● **Exercise A**: Copy out the rows from the line containing "Every <instance> block" through the line containing "box: [0, 180, 73, 256]", both included, and nothing else.

● **Document passage**:
-- Opening Marker --

Donald Trump and Joe Biden romped across the Super Tuesday map, easily wiping out their closest challengers and marching to the precipice of their respective nominations.

But while Tuesday’s elections served as a stark reminder of the grip both men have over their parties, they also offered the best glimpse yet of each candidates’ general election frailties — from Trump’s struggles with well-educated suburban voters to Biden’s protest votes over his policies in the Middle East in Democratic-leaning places like Minnesota.

Down the ballot, gamesmanship seemed to pay off for Adam Schiff as he coasted through the state’s top-two primary alongside a Republican who he is all but certain to beat. Elsewhere, hard-line Republicans advanced from key primaries, but potentially not without serious liabilities for some, like Mark Robinson, who easily won the North Carolina GOP gubernatorial primary.

Here are seven things Super Tuesday taught us about the general election:

The general election no one wanted

If Tuesday night cemented anything, it was that any lingering chance of Trump or Biden not getting through their primaries has become the stuff of fanfic fever dreams.

Large swaths of voters in both parties aren’t relishing a 2020 rematch, polls show. And now, they’re going to have to get used to it.

“The choice is not a great choice right now,” said one battleground Super Tuesday state Democratic Party chair, granted anonymity because this person wasn’t authorized by the Biden campaign to speak. “I’d rather both of them weren’t running.”

While Democratic voters have yet to be offered a compelling primary alternative to the president, the same isn’t necessarily true on the Republican side, where the electorate had a real alternative to choose from. But while Nikki Haley lost almost everywhere, she was still pulling 30 percent of the vote or more in some states.

“Most of Haley’s vote is anti-Trump, not pro-Haley,” said Mike Madrid, the Republican strategist and co-founder of the anti-Trump Lincoln Project.

Both Trump and Biden will have to contend with longshot independent candidate Robert F. Kennedy Jr., who is now threatening to make the ballot in as many as six states, many of them battlegrounds. His campaign said Tuesday he had enough signatures to get on the ballot in Nevada. And a super PAC backing him says it has secured enough signatures to get him on ballots in Arizona, South Carolina and Georgia as well, though only the top election official in Utah has confirmed Kennedy will be on the November ballot.

And both major party candidates will have to face an electorate that, from the beginning of the race, expressed a desire to see someone else run. Like 2016, so-called “double haters” — the roughly 17 percent of voters who dislike both candidates, according to a recent Marquette University Law School national survey — stand to be the defining demographic of 2024.

-- Closing Marker --

● **Exercise B**: Pick up the Super Tuesday article where it stops and keep writing.

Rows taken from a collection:
-- Opening Marker --

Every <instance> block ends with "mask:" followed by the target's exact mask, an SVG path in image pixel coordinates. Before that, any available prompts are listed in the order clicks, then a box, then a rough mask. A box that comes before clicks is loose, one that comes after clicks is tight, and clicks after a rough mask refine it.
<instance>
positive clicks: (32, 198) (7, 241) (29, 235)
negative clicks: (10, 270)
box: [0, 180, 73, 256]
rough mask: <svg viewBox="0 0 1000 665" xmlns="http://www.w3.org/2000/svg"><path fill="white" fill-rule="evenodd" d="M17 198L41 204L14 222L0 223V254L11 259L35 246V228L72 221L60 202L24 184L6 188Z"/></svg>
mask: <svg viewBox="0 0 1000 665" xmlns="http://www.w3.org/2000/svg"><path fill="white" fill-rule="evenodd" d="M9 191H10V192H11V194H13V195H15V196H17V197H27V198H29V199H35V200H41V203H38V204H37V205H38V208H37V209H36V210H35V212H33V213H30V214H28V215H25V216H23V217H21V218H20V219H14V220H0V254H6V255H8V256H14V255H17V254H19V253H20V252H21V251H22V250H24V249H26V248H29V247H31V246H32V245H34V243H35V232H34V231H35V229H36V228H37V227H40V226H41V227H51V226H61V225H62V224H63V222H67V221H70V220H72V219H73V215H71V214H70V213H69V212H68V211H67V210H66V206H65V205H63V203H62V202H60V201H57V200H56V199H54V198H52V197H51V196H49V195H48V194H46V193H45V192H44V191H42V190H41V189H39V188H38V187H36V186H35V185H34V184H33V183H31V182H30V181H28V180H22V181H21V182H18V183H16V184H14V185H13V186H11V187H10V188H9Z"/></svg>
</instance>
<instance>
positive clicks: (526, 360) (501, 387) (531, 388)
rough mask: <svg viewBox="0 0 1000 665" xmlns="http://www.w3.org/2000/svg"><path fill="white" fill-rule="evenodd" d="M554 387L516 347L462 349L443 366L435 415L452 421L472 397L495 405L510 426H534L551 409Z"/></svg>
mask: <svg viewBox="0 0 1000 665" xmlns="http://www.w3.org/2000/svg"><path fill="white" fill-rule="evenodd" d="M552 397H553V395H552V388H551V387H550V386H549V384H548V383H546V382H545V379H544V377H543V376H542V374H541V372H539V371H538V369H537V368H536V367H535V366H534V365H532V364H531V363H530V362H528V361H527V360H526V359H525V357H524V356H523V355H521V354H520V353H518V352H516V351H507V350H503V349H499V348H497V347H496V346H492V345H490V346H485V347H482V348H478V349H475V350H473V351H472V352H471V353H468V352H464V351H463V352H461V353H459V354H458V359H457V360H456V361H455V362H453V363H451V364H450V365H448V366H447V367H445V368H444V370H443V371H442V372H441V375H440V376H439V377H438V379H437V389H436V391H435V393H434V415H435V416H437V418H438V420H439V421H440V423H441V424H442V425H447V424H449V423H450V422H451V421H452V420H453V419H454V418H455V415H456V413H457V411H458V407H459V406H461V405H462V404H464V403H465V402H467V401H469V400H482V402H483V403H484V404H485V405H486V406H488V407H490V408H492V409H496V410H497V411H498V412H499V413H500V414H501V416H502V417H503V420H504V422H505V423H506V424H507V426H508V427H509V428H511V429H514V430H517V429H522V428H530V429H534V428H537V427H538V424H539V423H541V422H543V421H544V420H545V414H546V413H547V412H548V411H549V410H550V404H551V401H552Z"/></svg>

-- Closing Marker --
-- Opening Marker --

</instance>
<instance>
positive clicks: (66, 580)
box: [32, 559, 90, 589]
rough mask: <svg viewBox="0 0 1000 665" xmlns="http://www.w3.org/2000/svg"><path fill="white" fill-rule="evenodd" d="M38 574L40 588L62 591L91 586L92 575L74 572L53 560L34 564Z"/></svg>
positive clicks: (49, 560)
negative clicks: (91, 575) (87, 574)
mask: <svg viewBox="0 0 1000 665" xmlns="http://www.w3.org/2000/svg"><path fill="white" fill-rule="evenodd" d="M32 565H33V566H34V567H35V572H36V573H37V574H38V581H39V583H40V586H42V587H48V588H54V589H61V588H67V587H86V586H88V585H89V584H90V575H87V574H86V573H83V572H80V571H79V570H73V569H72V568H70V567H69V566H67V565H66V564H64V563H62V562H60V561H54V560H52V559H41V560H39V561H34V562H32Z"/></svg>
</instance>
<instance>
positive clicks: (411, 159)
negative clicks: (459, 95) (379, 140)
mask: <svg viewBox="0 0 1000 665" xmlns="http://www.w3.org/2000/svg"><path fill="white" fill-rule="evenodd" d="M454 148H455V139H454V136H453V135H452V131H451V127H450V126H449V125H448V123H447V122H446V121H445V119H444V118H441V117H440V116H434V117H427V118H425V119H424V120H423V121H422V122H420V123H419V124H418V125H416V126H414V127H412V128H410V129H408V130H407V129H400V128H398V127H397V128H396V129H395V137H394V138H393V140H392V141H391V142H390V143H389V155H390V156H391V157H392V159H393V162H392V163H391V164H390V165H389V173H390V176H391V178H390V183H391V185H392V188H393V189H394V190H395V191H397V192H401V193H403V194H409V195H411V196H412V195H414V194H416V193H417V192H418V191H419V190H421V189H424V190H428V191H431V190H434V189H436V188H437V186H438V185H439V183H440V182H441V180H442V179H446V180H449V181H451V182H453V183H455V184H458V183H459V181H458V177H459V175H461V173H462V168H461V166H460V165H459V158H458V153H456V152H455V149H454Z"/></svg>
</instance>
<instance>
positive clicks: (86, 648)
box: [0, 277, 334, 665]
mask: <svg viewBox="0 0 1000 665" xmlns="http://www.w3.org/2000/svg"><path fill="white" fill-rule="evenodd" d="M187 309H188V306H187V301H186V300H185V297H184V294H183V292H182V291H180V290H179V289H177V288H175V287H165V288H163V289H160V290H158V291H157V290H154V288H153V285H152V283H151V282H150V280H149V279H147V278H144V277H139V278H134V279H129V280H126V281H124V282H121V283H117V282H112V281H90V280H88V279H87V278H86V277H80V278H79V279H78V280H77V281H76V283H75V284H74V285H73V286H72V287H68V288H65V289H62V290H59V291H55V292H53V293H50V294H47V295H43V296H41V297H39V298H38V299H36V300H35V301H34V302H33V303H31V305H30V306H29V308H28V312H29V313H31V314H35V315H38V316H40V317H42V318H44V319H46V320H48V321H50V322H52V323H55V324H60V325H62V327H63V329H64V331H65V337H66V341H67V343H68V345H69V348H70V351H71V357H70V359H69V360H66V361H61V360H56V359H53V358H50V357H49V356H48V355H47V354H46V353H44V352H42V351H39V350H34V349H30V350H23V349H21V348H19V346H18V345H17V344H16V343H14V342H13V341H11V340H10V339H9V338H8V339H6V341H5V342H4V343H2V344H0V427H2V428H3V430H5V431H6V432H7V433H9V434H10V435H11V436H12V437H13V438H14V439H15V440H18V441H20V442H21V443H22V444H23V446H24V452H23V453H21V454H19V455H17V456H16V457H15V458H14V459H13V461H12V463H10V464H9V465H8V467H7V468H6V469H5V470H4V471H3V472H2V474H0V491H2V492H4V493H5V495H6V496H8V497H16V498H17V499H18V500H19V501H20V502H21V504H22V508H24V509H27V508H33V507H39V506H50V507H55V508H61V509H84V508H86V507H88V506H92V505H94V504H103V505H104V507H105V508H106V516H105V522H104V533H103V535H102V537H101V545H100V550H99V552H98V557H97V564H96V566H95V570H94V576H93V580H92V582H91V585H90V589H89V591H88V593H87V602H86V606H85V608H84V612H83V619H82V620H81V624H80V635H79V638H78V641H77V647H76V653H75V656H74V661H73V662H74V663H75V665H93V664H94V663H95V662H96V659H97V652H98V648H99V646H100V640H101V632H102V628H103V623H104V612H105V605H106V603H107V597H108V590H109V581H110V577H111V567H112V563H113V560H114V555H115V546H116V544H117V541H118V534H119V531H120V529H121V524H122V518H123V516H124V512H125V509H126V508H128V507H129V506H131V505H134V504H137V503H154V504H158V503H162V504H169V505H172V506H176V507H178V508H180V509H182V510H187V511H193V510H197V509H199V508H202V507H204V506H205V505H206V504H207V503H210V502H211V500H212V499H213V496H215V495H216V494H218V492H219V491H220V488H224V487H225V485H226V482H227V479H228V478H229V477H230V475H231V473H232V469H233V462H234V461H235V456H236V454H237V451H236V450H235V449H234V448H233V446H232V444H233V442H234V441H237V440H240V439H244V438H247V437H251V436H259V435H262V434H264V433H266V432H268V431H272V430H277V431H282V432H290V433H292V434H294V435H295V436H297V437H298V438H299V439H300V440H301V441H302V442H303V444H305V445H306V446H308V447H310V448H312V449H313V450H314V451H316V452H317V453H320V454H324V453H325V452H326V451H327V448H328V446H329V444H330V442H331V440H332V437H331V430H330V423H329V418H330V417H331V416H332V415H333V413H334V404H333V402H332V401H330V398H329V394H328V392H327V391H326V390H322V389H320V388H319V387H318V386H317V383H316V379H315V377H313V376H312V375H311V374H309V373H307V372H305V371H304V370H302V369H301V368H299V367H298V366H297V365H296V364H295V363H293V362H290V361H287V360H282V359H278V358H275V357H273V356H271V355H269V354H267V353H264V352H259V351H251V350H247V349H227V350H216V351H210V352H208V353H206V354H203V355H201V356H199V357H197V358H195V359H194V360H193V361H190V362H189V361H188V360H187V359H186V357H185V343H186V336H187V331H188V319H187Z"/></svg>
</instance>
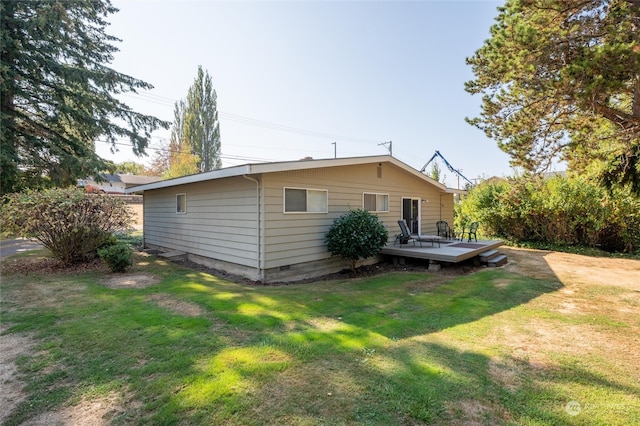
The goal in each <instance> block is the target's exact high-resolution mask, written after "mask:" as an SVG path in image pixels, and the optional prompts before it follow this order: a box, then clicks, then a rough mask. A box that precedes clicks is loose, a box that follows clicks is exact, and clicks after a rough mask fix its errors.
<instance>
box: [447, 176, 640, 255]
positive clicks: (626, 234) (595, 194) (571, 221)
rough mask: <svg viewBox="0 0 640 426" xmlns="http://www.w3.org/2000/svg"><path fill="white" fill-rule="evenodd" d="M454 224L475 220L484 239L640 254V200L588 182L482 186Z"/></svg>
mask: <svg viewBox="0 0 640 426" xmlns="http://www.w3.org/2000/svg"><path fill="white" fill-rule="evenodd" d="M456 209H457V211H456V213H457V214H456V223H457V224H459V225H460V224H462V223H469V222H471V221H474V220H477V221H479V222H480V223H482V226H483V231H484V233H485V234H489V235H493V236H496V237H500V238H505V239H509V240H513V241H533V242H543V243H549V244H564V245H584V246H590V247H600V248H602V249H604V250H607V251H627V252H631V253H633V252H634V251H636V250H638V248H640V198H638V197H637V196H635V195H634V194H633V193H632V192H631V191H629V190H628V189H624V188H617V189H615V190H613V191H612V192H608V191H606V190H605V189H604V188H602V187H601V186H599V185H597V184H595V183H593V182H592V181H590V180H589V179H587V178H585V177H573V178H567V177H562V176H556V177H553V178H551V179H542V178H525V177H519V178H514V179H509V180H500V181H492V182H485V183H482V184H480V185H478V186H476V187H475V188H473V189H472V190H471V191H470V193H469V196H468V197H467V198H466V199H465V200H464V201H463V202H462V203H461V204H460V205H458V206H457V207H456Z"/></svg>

-- Closing Marker --

● **Exercise result A**:
Every <instance> block ends with "mask:" followed by the target's exact mask, an SVG path in image pixel coordinates. Before that, any available prompts are listed in the order clicks, then a box, then a rough mask. A box that comes before clicks is loose, one that comes after clicks is tight, and clicks after a rough mask refine it.
<instance>
positive clicks: (32, 198) (7, 241) (29, 235)
negative clicks: (10, 270)
box: [0, 180, 73, 256]

● **Exercise result B**:
Nikki Haley at a crossroads

Haley can no longer make the argument, as she has for weeks, that she is staying in the race because only a handful of states have voted. Once polls closed Tuesday, 25 states and territories had cast ballots this year for a Republican nominee — representing almost 50 percent of available delegates. Haley had managed to win just two of those contests.

Despite clinching Vermont on Tuesday, days after winning in Washington, D.C., Haley tanked in other states her campaign had eyed as fertile ground. After looking to places like Virginia, Colorado and Massachusetts to deliver much closer margins, Haley was on track to lose each by more than 25 points — and her gap with Trump in other states was significantly more.

Her departure from the race will likely come soon. The bigger question is not when she will end her candidacy, but what she will do about Trump when she does.

Besides a Fox and Friends appearance Tuesday morning, Haley spent the day and evening out of the public eye. But she still offered some hints about where her head was during what could be the final moments of her presidential campaign — and she wasn’t showing any openness to turning around and supporting Trump.

Haley rolled her eyes and shook her head when a Fox host asked her to confirm whether she was entirely against running on a third-party No Labels ticket, and if she will, in fact, support the Republican nominee. She said she had already stated she would not run on another party’s ticket, but declined to clarify her position on whether she will endorse Trump.

“That is not a decision I have to make today. The convention is not until July,” Haley said. The Fox host reminded her she had already signed an agreement to do so.

“I pledged I would support the nominee when I was on the debate stage,” Haley said. “I get to do what I want to do.”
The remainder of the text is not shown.